- Short exercise -
Lay out the material below as a two-column CSV with the header row "request,answer" and one row for each request. Put the full request text under "request" and its answer under "answer", each in a single quoted field with line breaks turned into spaces.

— Start of Excerpted records —

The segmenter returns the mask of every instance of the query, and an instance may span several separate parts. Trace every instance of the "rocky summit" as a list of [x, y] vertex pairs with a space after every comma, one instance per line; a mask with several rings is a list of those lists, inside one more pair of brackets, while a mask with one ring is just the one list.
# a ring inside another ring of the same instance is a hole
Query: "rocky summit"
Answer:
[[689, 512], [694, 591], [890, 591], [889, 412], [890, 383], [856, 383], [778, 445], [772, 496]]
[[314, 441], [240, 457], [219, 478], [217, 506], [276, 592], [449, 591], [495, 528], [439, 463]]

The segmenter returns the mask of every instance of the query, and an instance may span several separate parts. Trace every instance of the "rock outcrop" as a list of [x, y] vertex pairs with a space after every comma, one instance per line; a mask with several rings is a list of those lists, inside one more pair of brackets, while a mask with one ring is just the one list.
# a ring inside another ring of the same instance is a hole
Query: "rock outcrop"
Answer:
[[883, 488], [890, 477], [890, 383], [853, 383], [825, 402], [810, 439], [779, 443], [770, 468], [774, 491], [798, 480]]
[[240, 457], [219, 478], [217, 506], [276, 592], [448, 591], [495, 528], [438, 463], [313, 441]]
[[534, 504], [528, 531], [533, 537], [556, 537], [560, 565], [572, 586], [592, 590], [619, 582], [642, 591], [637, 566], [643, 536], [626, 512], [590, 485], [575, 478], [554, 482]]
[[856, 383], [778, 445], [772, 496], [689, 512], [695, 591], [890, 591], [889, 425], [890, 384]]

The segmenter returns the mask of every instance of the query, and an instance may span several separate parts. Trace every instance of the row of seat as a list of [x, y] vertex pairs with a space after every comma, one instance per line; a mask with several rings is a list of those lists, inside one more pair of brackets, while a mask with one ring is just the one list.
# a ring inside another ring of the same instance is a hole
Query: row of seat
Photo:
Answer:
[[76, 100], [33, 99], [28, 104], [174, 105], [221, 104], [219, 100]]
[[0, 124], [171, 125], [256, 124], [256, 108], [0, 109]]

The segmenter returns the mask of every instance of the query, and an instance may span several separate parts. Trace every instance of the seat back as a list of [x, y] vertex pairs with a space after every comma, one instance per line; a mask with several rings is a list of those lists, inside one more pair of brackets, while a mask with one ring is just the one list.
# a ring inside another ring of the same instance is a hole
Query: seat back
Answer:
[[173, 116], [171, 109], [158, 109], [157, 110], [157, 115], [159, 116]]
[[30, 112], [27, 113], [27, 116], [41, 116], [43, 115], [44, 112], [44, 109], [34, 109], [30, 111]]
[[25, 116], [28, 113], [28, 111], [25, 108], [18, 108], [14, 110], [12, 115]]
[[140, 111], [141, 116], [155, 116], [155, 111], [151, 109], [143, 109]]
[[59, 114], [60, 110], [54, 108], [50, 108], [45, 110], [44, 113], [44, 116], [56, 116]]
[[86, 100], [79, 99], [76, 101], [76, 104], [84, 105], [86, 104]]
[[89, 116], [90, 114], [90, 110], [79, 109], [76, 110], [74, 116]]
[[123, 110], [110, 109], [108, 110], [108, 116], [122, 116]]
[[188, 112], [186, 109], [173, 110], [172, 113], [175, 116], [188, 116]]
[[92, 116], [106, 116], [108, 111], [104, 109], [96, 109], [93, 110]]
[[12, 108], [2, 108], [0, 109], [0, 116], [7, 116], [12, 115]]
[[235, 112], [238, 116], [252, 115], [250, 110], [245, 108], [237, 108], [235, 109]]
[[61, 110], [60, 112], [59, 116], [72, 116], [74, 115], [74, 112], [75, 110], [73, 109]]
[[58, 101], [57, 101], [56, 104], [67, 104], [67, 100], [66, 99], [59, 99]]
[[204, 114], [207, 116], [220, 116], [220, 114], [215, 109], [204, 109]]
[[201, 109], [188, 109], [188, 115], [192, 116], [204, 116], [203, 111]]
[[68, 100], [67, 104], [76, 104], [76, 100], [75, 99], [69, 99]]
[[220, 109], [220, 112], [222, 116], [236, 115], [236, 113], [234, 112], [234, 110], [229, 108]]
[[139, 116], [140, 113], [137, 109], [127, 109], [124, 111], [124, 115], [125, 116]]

— End of Excerpted records —

- Completed task -
request,answer
"The segmenter returns the mask of every instance of the query, and an instance may span several separate parts. Trace every instance of the ""rocky summit"" as a list of [x, y] vertex pairs with a space after every comma, one instance per line; a mask with several rings is a list of those lists, inside one more pair of brackets, while a mask with one ring is just the one list. # a ring inside another ring of the same instance is a hole Query: ""rocky summit"" Answer:","[[689, 512], [694, 591], [890, 591], [889, 412], [890, 383], [856, 383], [778, 445], [772, 496]] [[314, 441], [240, 457], [219, 478], [217, 506], [276, 592], [449, 591], [495, 528], [439, 463]]"
"The segmenter returns the mask of every instance of the query, and an instance may span several separate parts. Trace every instance of the ""rock outcrop"" as a list of [x, y] vertex pairs with a space after every comma, one instance per line; a mask with several rings is a list of those lists, inside one more pair of brackets, while a mask with one ring is just the one list. # a ring inside another ring of the same instance is a hole Query: ""rock outcrop"" Answer:","[[883, 488], [890, 477], [890, 383], [853, 383], [825, 402], [810, 439], [779, 443], [770, 468], [774, 491], [798, 480]] [[240, 457], [219, 478], [217, 506], [276, 592], [448, 591], [495, 528], [438, 463], [313, 441]] [[534, 504], [528, 531], [533, 537], [556, 537], [560, 565], [572, 586], [592, 590], [619, 582], [642, 591], [637, 566], [643, 536], [626, 512], [590, 485], [575, 478], [554, 482]] [[856, 383], [778, 445], [772, 496], [689, 512], [695, 591], [890, 591], [889, 425], [890, 384]]"
"The segmenter returns the mask of every instance of the query, and an instance may span several separate parts. Trace every instance of the row of seat as a list of [x, y] vertex pairs with a space after every comma, one instance per line; a mask with several rings is a list of those lists, inside one more pair of brackets, while a mask with one ring is just the one list. # a ring inside another ring of the same instance is a hole Query: row of seat Photo: Answer:","[[76, 100], [33, 99], [28, 104], [174, 105], [221, 104], [219, 100]] [[0, 124], [171, 125], [256, 124], [256, 108], [0, 109]]"
"The segmenter returns the mask of every instance of the query, and an instance may span several separate parts. Trace every instance of the seat back as a list of [x, y] vertex pairs with a space after every comma, one instance per line; a mask with several rings is a list of those lists, inside one more pair of brackets, while a mask with one ring is just the one list. # a ring inside another ring of the same instance is a hole Query: seat back Answer:","[[173, 116], [171, 109], [158, 109], [157, 110], [157, 115], [159, 116]] [[30, 112], [27, 113], [27, 116], [41, 116], [43, 115], [44, 112], [44, 109], [34, 109], [30, 111]] [[25, 116], [28, 113], [28, 111], [25, 108], [18, 108], [14, 110], [12, 115]] [[140, 111], [141, 116], [155, 116], [155, 111], [151, 109], [143, 109]] [[59, 114], [60, 110], [54, 108], [50, 108], [45, 110], [44, 113], [44, 116], [56, 116]] [[86, 100], [79, 99], [76, 101], [76, 104], [84, 105], [86, 104]] [[89, 116], [90, 114], [90, 110], [79, 109], [76, 110], [74, 116]] [[123, 110], [110, 109], [108, 110], [108, 116], [122, 116]] [[188, 112], [186, 109], [173, 110], [172, 113], [175, 116], [188, 116]] [[92, 116], [106, 116], [108, 111], [104, 109], [96, 109], [93, 110]] [[12, 108], [2, 108], [0, 109], [0, 116], [7, 116], [12, 115]] [[235, 112], [238, 116], [252, 115], [250, 110], [245, 108], [237, 108], [235, 109]] [[61, 110], [60, 112], [59, 116], [72, 116], [74, 115], [74, 112], [75, 110], [73, 109]] [[58, 101], [57, 101], [56, 104], [67, 104], [67, 100], [66, 99], [59, 99]] [[204, 114], [207, 116], [220, 116], [220, 114], [215, 109], [204, 109]] [[201, 109], [188, 109], [188, 115], [192, 116], [204, 116], [203, 111]] [[68, 100], [67, 104], [76, 104], [76, 100], [75, 99], [69, 99]] [[220, 109], [220, 112], [222, 116], [236, 115], [236, 113], [234, 112], [234, 110], [229, 108]] [[139, 116], [140, 113], [137, 109], [127, 109], [124, 111], [124, 115], [125, 116]]"